• _Document section_
▬▬▬▬▬▬
# Confusion Matrices

***
**Table of Contents**

[I.](#prep) Prepare the Data

[II.](#agg) Inter-Annotator Agreement (IAA) Matrices with Aggregated Data
  * [Functions](#functions)
  * [Data Creation](#data)

In [1]:
import pandas as pd
from intervaltree import Interval, IntervalTree
import json
import pprint

<a id="prep"></a>
## I. Prepare Data

In [6]:
dirpath = "../annot-post/data/"
# Annotation data - 1 CSV per annotator, includes annotator's notes for each label, where provided
ann0 = "ann0_labels_notes.csv"
ann1 = "ann1_labels_notes.csv"
ann2 = "ann2_labels_notes.csv"
ann3 = "ann3_labels_notes.csv"
ann4 = "ann4_labels_notes.csv"
ann_files = [ann0, ann1, ann2, ann3, ann4]
agg = "aggregated_with_eadid_descid_cols.csv"

In [8]:
df0 = pd.read_csv(dirpath+ann_files[0])
df1 = pd.read_csv(dirpath+ann_files[1])
df2 = pd.read_csv(dirpath+ann_files[2])
df3 = pd.read_csv(dirpath+ann_files[3])
df4 = pd.read_csv(dirpath+ann_files[4])
dfagg = pd.read_csv(dirpath+agg, index_col=0)
# dfagg.head()

In [36]:
df0.loc[df0.label == "Non-binary"]

Unnamed: 0,annotator,file,entity,label,start,end,text,category,note


In [9]:
def splitOffsets(df):
    offsets = list(df.offsets)
    start, end = [], []
    for o in offsets:
        pair = o[1:-1]
        pair_list = pair.split(",")
        start += [pair_list[0]]
        end += [pair_list[1]]
    df["start"] = start
    df["end"] = end
    df = df.astype({"start":int, "end":int})
    return df
dffagg = splitOffsets(dfagg)
# dfagg.head()

In [10]:
# Replace NaN with "None provided"
df0.note.fillna("None provided", inplace = True)
df1.note.fillna("None provided", inplace = True)
df2.note.fillna("None provided", inplace = True)
df3.note.fillna("None provided", inplace = True)
df4.note.fillna("None provided", inplace = True)
# df4.head()

In [11]:
# Split annotator 0's data into the two categories corresponding to the annotator pairs
# (ann1 and ann2 = Person-Name, Linguistic; ann3 and ann4 = Contextual)
df0PL = df0.loc[df0.category != "Contextual"]
df0C = df0.loc[df0.category == "Contextual"]
# df0C.head()

In [12]:
# Find the files both input annotators labeled
def findCommonFiles(df_a, df_b):
    common = []
    files_a = set(list(df_a.file))
    files_b = set(list(df_b.file))
    for f in files_a:
        if f in files_b:
            common += [f]
    return common

In [15]:
# AGGREGATED ONLY
commonagg = list(set(list(dfagg.file)))
# ALL LABELS
common0agg = findCommonFiles(df0, dfagg)
# PERSON NAME & LINGUISTIC
# Among annotators
common0PL1 = findCommonFiles(df0PL, df1)
▬▬▬▬▬▬
• _Short problem A_
Copy the passage of the confusion matrices notebook that begins at the words "ann_files = [ann0, ann1, ann2, ann3, ann4]" and stops after the words "df3 = pd.read_csv(dirpath+ann_files[3])", keeping every character unchanged.
• _Short problem B_
Arrange the lines of the listing as a JSON list of strings, one string per line with blank lines omitted, starting at the line that contains "If you could tag the taxi side window" and ending after the line that contains "(1013, 512)".
The notebook and the listing have no connection to each other.

• _Exercise inputs_
▬▬▬▬▬▬
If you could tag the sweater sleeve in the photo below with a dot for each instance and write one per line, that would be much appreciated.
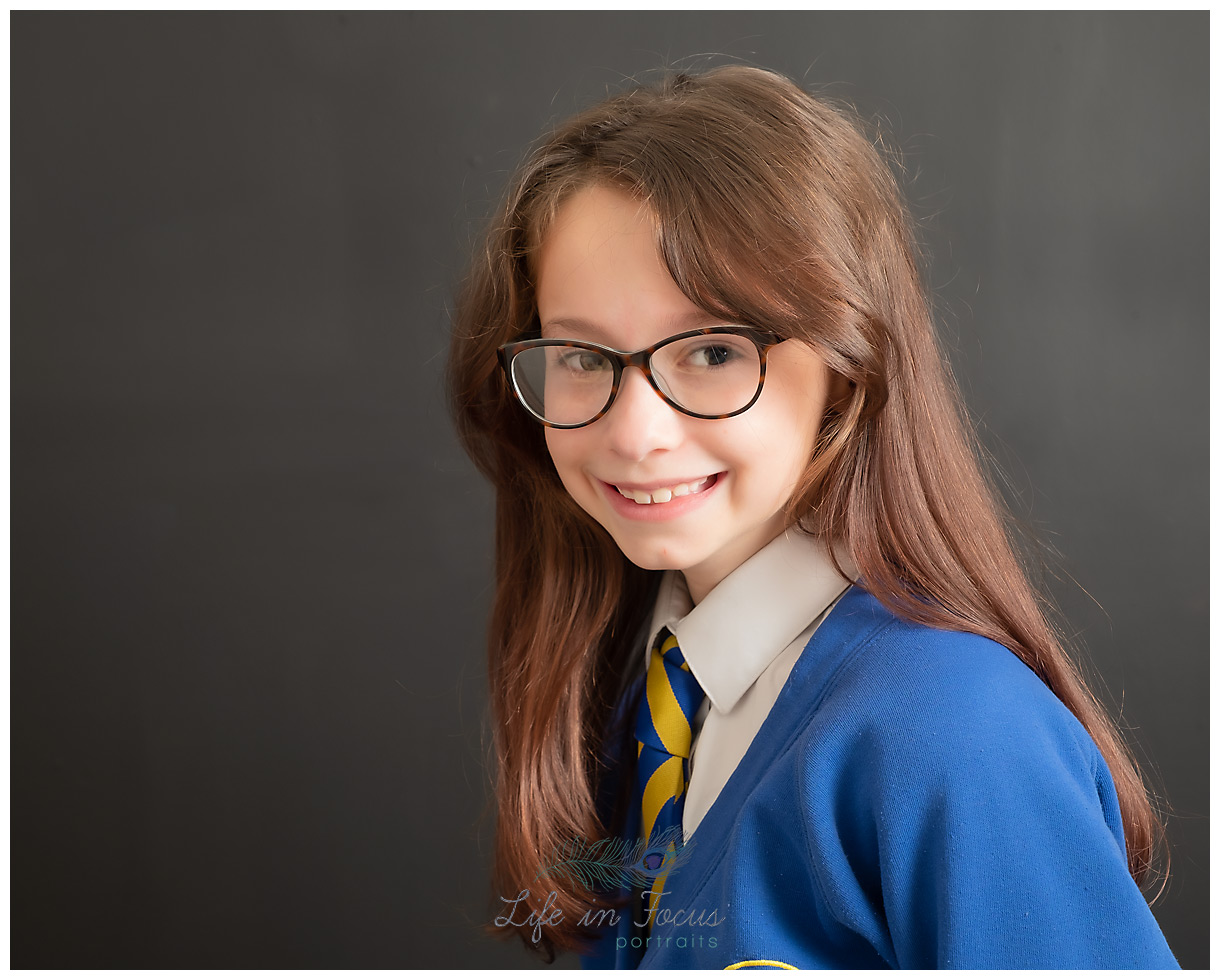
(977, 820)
▬▬▬▬▬▬
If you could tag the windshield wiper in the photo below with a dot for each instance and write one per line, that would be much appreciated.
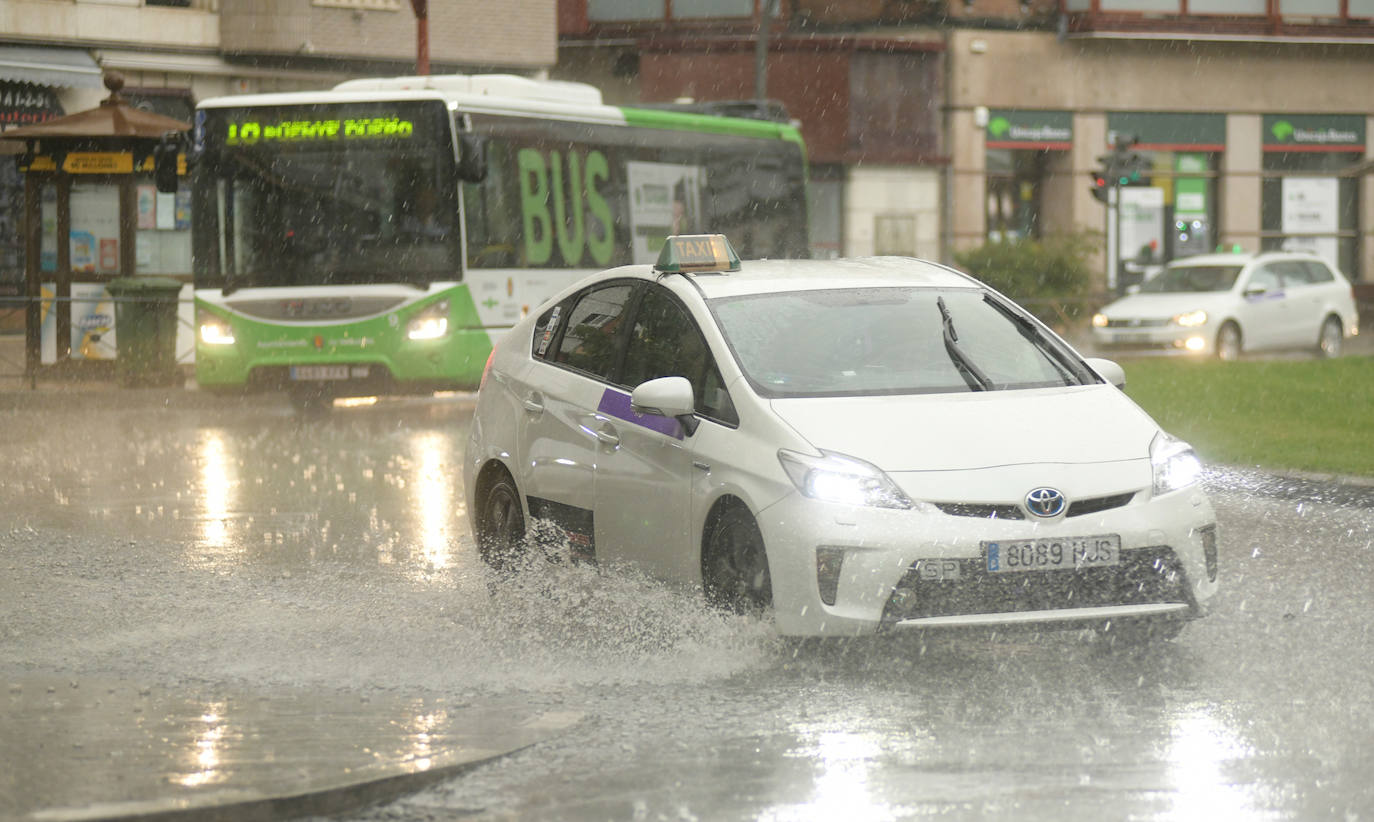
▬▬▬▬▬▬
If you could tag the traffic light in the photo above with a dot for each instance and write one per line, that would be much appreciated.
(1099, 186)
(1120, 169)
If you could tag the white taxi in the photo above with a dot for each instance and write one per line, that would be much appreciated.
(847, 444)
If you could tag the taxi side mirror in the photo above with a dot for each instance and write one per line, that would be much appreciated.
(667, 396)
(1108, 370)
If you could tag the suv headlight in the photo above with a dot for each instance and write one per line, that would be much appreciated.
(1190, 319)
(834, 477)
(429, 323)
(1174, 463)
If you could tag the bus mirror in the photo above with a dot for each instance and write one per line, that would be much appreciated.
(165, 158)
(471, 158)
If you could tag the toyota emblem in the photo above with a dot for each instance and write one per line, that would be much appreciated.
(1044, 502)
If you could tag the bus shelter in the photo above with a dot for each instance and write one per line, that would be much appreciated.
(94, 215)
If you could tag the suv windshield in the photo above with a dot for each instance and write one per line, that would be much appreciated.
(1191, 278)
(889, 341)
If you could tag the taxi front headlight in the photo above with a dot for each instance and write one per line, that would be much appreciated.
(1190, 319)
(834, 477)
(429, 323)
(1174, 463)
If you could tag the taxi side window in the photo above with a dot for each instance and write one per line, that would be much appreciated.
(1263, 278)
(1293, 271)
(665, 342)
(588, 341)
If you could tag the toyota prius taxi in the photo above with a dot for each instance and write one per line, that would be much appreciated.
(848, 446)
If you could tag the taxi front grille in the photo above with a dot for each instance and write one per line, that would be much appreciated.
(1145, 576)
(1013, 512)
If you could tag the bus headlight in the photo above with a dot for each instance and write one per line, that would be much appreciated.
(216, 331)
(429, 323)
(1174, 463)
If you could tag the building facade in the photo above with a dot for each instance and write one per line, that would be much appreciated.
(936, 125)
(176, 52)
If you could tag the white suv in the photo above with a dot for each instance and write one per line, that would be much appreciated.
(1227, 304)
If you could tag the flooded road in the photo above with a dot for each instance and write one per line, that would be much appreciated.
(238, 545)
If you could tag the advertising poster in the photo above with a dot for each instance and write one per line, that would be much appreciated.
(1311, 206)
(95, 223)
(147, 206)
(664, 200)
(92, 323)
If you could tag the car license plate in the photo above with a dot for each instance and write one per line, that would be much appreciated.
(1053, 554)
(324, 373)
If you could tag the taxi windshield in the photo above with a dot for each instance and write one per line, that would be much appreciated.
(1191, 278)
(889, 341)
▬▬▬▬▬▬
• _Complete response A_
ann_files = [ann0, ann1, ann2, ann3, ann4]
agg = "aggregated_with_eadid_descid_cols.csv"

In [8]:
df0 = pd.read_csv(dirpath+ann_files[0])
df1 = pd.read_csv(dirpath+ann_files[1])
df2 = pd.read_csv(dirpath+ann_files[2])
df3 = pd.read_csv(dirpath+ann_files[3])

• _Complete response B_
[
  "If you could tag the taxi side window in the photo above with a dot for each instance and write one per line, that would be much appreciated.",
  "(1263, 278)",
  "(1293, 271)",
  "(665, 342)",
  "(588, 341)",
  "If you could tag the toyota prius taxi in the photo above with a dot for each instance and write one per line, that would be much appreciated.",
  "(848, 446)",
  "If you could tag the taxi front grille in the photo above with a dot for each instance and write one per line, that would be much appreciated.",
  "(1145, 576)",
  "(1013, 512)"
]